EXERCISE GOAL: Scan the entries below and give the number of lines containing "dark", with no accompanying words.

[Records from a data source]
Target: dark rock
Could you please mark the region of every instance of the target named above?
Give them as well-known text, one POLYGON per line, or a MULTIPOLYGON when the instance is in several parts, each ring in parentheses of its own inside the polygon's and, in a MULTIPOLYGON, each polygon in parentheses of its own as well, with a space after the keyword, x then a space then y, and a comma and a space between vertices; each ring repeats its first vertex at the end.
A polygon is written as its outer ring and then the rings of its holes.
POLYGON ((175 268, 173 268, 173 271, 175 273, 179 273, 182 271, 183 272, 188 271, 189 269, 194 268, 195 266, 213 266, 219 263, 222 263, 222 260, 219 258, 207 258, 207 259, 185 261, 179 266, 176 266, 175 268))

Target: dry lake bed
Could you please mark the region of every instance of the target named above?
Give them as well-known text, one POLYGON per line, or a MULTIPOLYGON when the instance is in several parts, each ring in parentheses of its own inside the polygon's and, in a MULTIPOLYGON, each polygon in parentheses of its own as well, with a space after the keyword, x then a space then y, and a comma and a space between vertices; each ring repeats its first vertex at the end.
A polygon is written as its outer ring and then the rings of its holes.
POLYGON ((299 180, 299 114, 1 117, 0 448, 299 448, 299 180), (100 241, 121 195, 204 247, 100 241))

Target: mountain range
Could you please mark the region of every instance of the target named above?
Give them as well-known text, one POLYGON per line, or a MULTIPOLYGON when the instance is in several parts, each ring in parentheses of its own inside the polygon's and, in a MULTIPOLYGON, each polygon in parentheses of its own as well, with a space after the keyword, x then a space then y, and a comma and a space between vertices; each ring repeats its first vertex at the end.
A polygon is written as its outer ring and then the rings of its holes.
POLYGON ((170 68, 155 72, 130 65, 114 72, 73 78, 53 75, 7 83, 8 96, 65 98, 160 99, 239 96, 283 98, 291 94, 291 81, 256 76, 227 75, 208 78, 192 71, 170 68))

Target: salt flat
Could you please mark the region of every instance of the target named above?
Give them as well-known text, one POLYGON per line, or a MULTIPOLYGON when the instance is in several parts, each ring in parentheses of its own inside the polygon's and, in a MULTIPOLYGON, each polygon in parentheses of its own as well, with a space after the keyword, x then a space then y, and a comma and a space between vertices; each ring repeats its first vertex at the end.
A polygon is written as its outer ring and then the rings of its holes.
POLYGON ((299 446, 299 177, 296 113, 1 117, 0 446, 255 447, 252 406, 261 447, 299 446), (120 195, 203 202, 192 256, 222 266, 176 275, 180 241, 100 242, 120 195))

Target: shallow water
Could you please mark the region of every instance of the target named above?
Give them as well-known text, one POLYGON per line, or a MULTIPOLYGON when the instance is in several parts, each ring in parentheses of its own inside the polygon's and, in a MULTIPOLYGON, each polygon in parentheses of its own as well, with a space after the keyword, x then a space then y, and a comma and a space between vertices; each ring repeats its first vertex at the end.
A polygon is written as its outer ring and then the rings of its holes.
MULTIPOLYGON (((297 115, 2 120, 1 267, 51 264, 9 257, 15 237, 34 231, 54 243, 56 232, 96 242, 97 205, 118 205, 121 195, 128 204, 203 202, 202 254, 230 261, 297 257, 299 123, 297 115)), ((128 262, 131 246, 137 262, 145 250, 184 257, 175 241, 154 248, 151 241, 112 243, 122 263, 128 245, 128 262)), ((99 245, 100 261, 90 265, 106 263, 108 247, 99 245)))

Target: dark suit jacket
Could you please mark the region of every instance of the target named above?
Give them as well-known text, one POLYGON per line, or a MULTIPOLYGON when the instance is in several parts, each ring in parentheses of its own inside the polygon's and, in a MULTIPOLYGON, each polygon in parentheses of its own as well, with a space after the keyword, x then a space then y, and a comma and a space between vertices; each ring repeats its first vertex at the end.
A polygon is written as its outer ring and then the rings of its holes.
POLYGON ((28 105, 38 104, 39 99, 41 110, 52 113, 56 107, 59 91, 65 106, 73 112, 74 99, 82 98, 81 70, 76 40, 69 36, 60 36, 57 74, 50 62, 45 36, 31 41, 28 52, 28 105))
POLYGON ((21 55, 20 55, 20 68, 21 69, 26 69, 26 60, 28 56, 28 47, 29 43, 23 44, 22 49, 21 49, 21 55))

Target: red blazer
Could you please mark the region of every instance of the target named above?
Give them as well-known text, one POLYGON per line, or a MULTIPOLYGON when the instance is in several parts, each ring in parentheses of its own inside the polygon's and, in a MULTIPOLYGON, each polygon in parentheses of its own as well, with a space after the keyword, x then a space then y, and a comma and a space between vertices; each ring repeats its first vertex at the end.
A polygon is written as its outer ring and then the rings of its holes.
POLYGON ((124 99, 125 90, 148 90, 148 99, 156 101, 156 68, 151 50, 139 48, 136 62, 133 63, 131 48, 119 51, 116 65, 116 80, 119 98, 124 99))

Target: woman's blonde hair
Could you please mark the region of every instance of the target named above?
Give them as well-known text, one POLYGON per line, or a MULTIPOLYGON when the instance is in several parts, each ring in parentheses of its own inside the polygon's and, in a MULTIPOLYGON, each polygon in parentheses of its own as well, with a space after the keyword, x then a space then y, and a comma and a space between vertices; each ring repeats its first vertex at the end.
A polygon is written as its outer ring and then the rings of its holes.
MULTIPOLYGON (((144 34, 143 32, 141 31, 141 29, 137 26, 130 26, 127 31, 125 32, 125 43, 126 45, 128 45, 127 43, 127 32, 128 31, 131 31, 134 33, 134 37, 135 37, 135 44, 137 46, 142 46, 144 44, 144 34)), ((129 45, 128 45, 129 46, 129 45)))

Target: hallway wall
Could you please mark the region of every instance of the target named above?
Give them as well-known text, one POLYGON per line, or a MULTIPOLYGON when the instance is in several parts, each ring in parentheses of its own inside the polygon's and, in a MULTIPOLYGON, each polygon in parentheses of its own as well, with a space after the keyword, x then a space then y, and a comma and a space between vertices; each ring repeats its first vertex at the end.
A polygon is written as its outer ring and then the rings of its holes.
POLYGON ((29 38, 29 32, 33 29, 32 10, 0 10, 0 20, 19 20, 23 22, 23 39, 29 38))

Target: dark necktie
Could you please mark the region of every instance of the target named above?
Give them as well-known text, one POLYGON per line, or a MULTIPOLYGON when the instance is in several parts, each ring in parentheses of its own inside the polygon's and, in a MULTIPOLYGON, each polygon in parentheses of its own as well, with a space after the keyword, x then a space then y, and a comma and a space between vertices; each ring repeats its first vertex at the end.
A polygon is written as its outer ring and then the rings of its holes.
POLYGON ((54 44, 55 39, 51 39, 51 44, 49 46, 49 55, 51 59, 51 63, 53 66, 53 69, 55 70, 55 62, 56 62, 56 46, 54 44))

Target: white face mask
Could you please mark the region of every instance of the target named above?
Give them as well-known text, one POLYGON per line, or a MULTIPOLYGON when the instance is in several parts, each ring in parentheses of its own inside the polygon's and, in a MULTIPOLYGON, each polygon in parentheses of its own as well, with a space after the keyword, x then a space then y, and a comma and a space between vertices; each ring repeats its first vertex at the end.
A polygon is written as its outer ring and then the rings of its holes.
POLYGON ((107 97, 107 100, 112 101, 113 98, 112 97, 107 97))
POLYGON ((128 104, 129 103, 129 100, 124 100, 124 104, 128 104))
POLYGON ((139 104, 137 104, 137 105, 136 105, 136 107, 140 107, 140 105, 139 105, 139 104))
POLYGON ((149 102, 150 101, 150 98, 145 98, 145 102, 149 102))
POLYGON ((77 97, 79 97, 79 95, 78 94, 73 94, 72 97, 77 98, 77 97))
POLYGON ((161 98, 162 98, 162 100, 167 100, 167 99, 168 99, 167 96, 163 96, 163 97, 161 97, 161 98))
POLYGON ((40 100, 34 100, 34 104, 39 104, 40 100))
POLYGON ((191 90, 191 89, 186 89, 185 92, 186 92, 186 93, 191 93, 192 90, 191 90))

OUTPUT FOR THIS EXERCISE: 3